DOCUMENT SEGMENT:
BEGIN

Cleveland Has Taken The Fly-Ball Revolution To The Next Level


CLEVELAND — Few players have changed their profiles as dramatically as Francisco Lindor.

As a minor league prospect, Lindor was not the masher who currently sits atop the Cleveland Indians’ lineup. While he was still the fluid and graceful athlete at shortstop that he is today, he was a completely different player at the plate. He lunged at pitches outside the zone. He often made weak contact. When evaluating Lindor as a minor league hitter, scouts typically capped his power potential between 15 and 20 home runs — something fitting for his slight, 5-foot-11 frame.

To the left of Lindor in the Cleveland infield this season is an even more unlikely MVP candidate. As a minor league shortstop, the 5-foot-9 Jose Ramirez never hit more than five home runs at any stop. While Lindor was a first-round pick, it wasn’t clear if Ramirez could be a major league regular if and when Lindor pushed him off shortstop to another more bat-dependent position. Ramirez was never a top 100 prospect.

END

PROBLEM REQUIREMENTS: Pick up the article on Cleveland's fly-ball hitting after its final sentence and keep writing it.

PROVIDED MATERIAL:
BEGIN

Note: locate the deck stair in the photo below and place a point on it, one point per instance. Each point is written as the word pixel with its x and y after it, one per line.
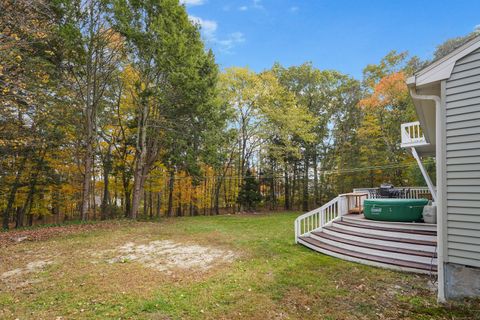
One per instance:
pixel 402 246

END

ANSWER TO THE PROBLEM:
In their first couple of years in the majors, neither showed a hint of extreme power potential. Then, a year ago, something happened. Lindor smashed 33 homers in his third season, and Ramirez hit 29 in his fourth.30 This year, Ramirez trails only J.D. Martinez in home runs, and Lindor is 11th in the league.

While Martinez is one of many players who have made well-documented swing changes with the goal of lifting the ball in the air, he has always had a big frame and underlying raw power. Among the 336 hitters who have hit at least 25 fly balls this season, Martinez ranks fifth in average fly-ball distance at 350 feet.31 He can hit the ball out to all fields. Lindor and Ramirez, though, do not possess such elite raw power. The are tied, ranked 92nd, in average fly-ball distance (328 feet). They have to better direct the balls they do hit in the air to maximize their power.

Lindor and Ramirez are also two of the unlikeliest sluggers in the game because of their size. In baseball history, there have been 335 individual seasons of 40 or more homers by 146 different players. Only 17 players 5-foot-11 or shorter have hit 40 home runs in a major league season, according to Baseball-Reference.com. If he hits just three more homers, Ramirez will tie Roy Campanella (1953) and Mel Ott (1929) for second on the list of shortest players to reach 40 homers in a season.32 Their power-to-size output is even more impressive as players have gotten taller and stronger.

“Nobody thought I could do this,” Ramirez told ESPN. “I was too small.”

Said Indians assistant general manager Carter Hawkins: “My sense is there was one guy who felt this was going to happen, and that was Jose.”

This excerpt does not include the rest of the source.